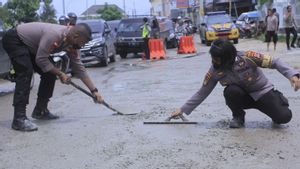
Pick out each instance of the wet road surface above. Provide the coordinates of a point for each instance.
(88, 136)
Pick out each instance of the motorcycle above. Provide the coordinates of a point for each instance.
(180, 32)
(247, 29)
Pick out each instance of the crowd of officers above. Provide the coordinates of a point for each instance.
(272, 27)
(29, 46)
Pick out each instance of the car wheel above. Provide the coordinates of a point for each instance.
(235, 41)
(123, 55)
(208, 43)
(105, 60)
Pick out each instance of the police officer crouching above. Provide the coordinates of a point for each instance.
(245, 84)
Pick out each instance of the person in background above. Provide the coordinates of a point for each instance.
(245, 84)
(272, 29)
(69, 20)
(146, 30)
(290, 27)
(277, 15)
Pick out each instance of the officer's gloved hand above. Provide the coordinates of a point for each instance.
(176, 114)
(295, 82)
(98, 98)
(65, 79)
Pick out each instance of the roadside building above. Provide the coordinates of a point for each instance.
(92, 12)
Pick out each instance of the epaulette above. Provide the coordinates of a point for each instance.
(207, 78)
(259, 59)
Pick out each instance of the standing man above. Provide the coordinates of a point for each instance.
(146, 36)
(290, 26)
(272, 29)
(277, 15)
(29, 46)
(245, 84)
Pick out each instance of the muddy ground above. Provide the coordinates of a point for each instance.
(88, 136)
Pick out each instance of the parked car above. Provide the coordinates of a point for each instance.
(100, 50)
(129, 34)
(252, 16)
(218, 25)
(114, 26)
(250, 24)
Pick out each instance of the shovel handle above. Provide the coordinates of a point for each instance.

TASK TO COMPLETE | Give back all of the material exactly, though without the images it contains.

SOLUTION FOR THIS PROBLEM |
Pick out each instance of the wet road surface above. Provide the coordinates of a point for each instance.
(88, 136)
Pick out each instance of the motorcycle above. Provide the coordinates of a point for each instance.
(180, 32)
(247, 29)
Pick out each instance of the crowd of officers above. Provide the coordinates of a point for each instance.
(272, 27)
(29, 46)
Pick out each instance of the car wheel above. Provide the coordinates of a point for each instance.
(235, 41)
(123, 55)
(208, 43)
(105, 60)
Pick out each instance of the police officer crouching above. Provide the coordinates of a point for each instance.
(245, 84)
Pick out each instance of the person in background above. Provide the coordinates of a point for each instance.
(245, 84)
(272, 29)
(69, 20)
(146, 30)
(290, 27)
(277, 15)
Pick out each instance of the officer's gloved hand above. Provide the coordinates of a point for each instance.
(176, 114)
(295, 82)
(98, 98)
(65, 79)
Pick out each instance of the roadside building above. Provide the coordinates of a point for each instance.
(92, 12)
Pick out each instance of the epaulette above. Provide the coordinates of a point for each instance.
(207, 78)
(259, 59)
Pick out each instance of the standing man above. Provide the coordinates of a point for each instance.
(146, 36)
(290, 26)
(272, 29)
(277, 15)
(29, 46)
(245, 84)
Pick out each instance of the muddy ground above. Provide the coordinates of a point for each instance.
(88, 136)
Pick out each instance of the parked car above. Provide the coordinates of a point for each instance.
(100, 50)
(129, 34)
(252, 16)
(218, 25)
(114, 26)
(250, 24)
Pick out each instance of the shovel handle above. Provide the coordinates of a point for each instance.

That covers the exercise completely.